(A block of data)
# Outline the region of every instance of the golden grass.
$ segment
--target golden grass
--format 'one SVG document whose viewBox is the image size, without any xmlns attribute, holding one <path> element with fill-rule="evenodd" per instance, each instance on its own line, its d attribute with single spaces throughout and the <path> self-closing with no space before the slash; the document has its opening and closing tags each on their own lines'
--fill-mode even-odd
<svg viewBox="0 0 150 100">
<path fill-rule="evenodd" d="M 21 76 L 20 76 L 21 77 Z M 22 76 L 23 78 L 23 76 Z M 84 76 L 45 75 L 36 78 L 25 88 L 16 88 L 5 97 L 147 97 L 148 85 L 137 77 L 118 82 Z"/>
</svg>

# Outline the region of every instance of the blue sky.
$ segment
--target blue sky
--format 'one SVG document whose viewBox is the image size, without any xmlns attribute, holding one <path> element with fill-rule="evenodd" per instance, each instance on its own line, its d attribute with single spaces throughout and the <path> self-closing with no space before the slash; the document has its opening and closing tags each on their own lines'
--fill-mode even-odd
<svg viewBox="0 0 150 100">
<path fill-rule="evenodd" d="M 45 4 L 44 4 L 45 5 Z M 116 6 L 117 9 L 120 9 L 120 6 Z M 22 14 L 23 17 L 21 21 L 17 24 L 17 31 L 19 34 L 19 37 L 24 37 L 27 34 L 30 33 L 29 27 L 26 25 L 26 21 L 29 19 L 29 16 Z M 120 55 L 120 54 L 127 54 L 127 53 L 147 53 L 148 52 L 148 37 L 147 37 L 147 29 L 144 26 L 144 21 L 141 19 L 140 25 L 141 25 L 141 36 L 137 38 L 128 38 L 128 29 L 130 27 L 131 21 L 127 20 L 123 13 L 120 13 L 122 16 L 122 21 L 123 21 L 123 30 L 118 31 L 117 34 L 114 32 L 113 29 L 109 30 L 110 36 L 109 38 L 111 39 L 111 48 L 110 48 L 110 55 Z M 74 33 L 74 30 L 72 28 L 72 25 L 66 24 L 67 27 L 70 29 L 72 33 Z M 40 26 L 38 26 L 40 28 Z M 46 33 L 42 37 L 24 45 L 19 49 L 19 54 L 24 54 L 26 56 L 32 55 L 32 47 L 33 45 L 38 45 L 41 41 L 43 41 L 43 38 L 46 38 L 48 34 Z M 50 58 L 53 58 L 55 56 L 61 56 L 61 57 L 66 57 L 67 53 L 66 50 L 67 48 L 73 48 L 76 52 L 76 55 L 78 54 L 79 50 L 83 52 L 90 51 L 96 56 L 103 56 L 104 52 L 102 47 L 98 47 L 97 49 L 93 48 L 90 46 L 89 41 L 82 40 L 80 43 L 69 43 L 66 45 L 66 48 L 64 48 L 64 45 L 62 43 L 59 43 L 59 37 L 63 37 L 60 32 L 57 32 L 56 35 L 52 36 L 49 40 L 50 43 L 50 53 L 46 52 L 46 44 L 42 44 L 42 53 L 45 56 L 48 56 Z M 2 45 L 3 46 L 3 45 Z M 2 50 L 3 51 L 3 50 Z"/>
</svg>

WHAT TO DO = Identify every line of the data above that contains the string "target", and copy each of those lines.

RESULT FOR THIS EXERCISE =
--target golden grass
--target blue sky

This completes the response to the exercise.